DATASET —
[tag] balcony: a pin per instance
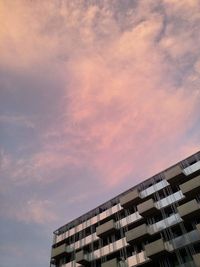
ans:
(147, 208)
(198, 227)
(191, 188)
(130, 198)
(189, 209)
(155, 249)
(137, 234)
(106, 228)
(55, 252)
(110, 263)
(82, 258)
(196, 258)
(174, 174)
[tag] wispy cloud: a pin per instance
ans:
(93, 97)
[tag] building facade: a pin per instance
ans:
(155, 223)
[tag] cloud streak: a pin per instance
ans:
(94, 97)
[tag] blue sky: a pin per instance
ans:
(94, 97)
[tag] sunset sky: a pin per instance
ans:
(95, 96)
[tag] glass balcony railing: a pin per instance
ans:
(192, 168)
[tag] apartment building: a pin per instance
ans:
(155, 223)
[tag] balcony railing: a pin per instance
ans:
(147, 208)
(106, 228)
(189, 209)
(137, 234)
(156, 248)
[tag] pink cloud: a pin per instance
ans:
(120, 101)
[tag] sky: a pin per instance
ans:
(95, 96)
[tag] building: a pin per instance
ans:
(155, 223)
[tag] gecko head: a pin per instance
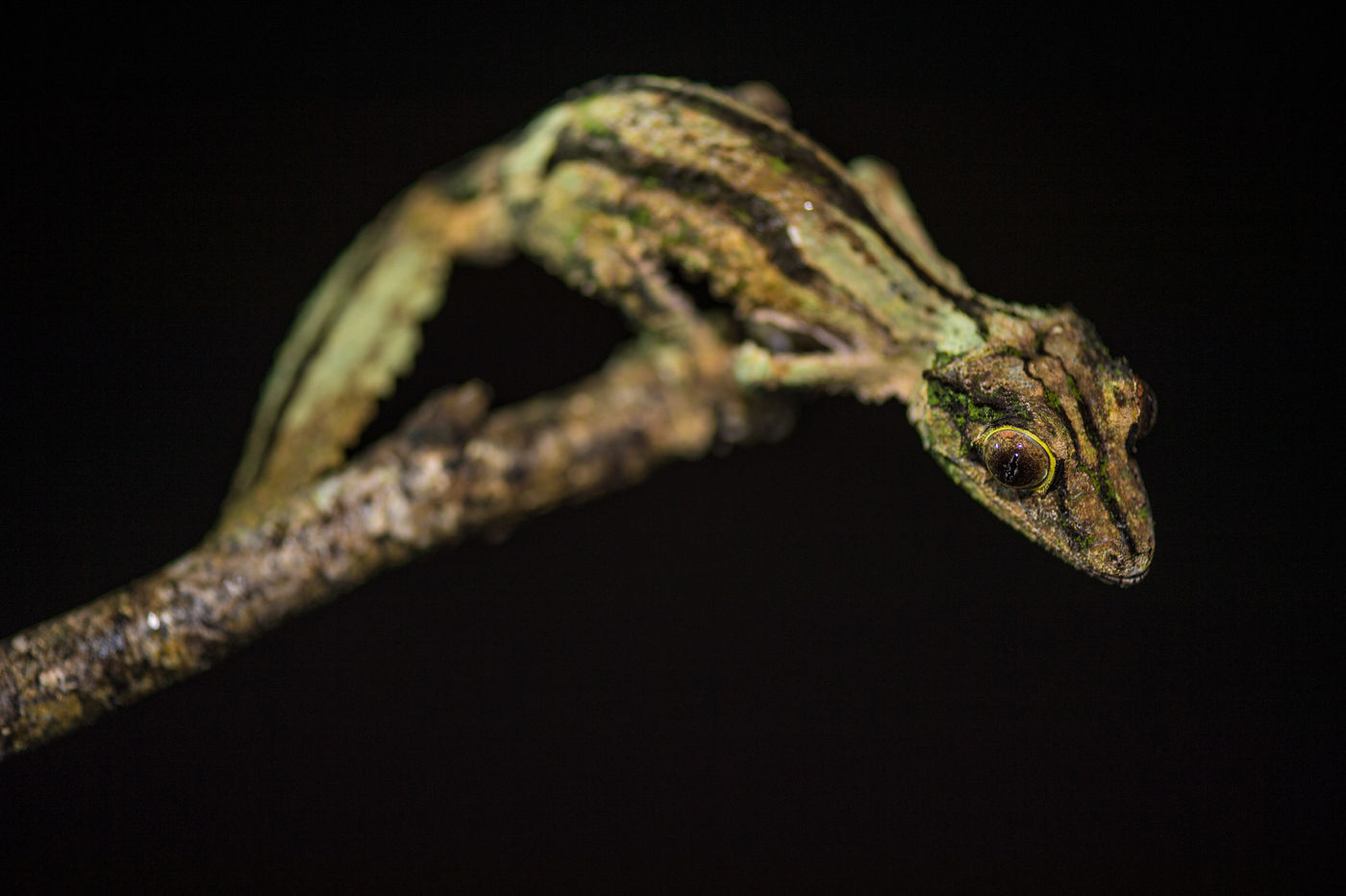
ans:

* * *

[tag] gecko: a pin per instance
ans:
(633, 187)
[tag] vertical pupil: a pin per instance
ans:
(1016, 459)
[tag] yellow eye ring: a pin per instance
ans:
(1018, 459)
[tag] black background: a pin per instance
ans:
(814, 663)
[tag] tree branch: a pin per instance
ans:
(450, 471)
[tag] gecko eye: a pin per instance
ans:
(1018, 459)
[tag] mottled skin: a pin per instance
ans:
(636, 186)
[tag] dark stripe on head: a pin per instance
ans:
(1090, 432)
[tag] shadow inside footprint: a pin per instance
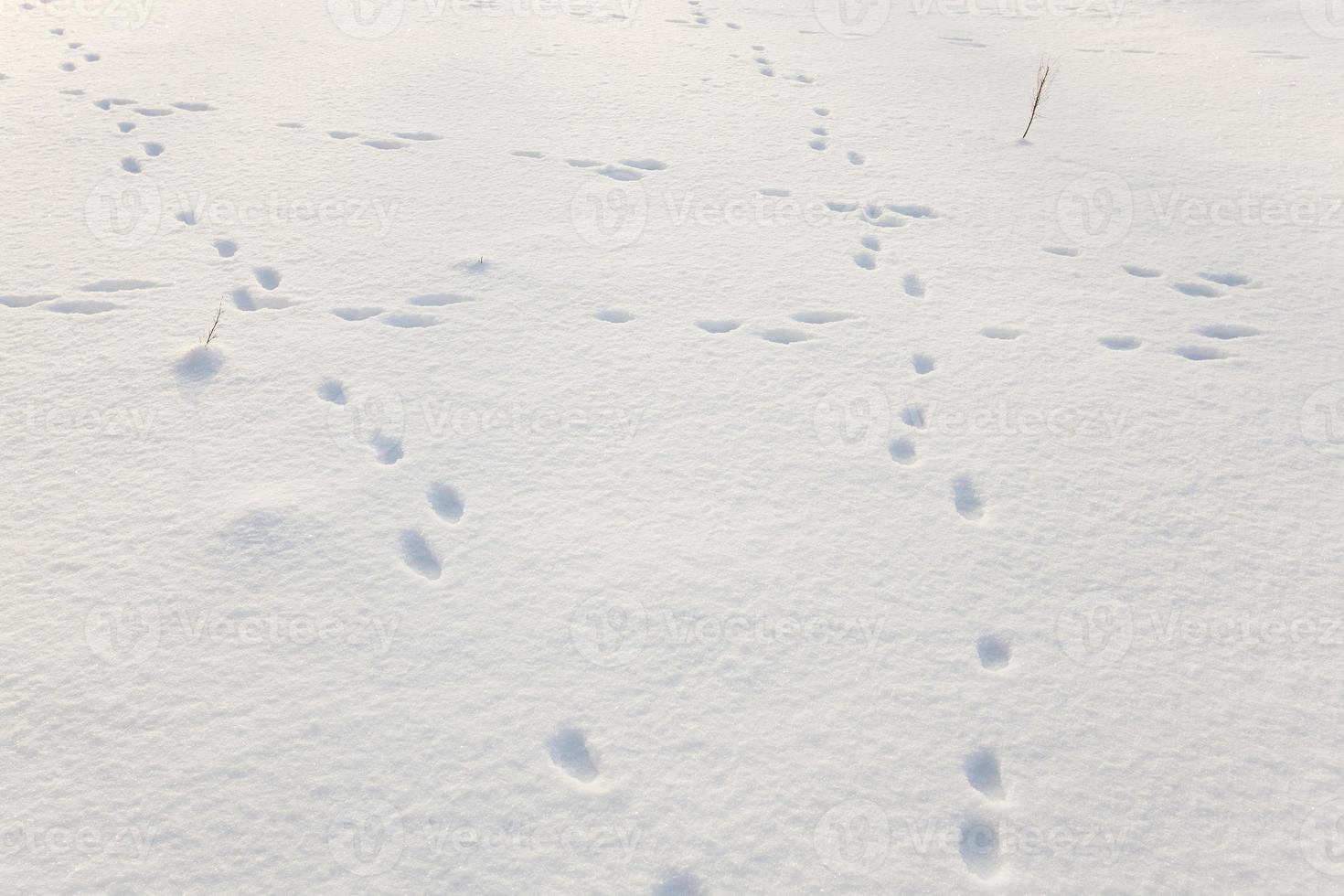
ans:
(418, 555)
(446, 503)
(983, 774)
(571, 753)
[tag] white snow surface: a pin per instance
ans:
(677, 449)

* * *

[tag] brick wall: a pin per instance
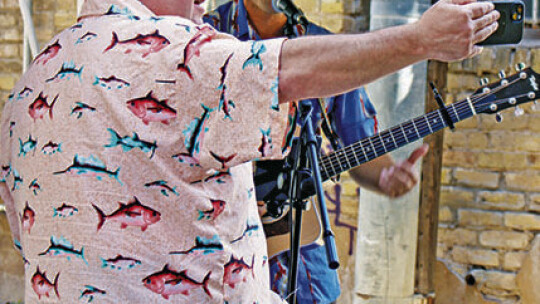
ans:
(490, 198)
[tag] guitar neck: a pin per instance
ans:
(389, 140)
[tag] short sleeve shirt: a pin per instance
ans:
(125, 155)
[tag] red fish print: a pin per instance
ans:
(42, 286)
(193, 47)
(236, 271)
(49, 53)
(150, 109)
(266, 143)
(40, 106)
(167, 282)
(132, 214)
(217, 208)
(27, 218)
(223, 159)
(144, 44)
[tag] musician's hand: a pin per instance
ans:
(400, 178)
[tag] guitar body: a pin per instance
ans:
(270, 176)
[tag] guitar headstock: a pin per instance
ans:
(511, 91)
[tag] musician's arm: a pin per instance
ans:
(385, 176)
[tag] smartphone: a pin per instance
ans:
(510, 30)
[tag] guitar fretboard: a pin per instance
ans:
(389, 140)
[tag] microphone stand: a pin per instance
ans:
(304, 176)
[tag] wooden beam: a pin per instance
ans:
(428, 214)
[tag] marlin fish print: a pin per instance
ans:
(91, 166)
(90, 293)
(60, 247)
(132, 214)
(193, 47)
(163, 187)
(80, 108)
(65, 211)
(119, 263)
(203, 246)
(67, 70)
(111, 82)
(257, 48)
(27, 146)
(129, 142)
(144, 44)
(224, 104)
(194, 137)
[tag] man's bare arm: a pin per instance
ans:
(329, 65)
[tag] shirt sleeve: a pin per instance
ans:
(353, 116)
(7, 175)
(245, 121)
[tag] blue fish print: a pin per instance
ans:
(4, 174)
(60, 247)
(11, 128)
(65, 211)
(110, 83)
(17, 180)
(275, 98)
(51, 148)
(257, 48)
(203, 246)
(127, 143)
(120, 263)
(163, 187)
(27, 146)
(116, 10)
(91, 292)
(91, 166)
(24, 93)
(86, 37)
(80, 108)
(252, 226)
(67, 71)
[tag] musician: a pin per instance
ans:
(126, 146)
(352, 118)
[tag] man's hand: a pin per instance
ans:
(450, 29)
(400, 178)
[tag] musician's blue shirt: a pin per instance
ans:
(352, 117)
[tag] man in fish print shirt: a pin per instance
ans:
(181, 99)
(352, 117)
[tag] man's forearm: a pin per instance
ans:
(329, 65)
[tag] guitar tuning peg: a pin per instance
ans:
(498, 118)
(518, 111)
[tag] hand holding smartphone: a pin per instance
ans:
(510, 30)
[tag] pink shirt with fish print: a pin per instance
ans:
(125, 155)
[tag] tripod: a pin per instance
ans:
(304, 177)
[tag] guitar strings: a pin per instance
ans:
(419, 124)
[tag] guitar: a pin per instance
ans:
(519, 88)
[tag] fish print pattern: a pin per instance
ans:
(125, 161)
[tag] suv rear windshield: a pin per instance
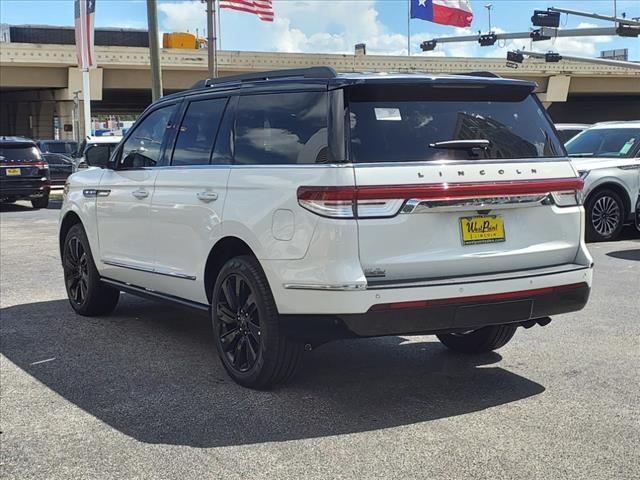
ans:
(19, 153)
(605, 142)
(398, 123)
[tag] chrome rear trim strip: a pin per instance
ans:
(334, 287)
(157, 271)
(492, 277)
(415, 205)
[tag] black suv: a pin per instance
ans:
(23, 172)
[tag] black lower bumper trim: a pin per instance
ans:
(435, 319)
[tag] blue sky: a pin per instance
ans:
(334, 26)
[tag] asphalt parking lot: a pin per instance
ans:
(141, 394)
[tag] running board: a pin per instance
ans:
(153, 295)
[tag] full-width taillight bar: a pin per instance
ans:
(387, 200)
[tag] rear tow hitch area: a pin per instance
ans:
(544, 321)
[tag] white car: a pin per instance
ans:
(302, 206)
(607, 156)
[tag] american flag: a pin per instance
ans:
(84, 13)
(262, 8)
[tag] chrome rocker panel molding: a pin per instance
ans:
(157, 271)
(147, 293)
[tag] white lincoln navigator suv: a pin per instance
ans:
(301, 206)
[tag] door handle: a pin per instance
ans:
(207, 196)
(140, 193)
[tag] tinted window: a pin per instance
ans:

TASK — For each line in the records that contains the word "blue", make a copy.

OUTPUT OF THE TASK —
[tag] blue sky: a pin per instance
[tag] blue fish print: a pin per instance
[tag] musician's blue shirt: a pin per instance
[tag] blue sky: a pin per instance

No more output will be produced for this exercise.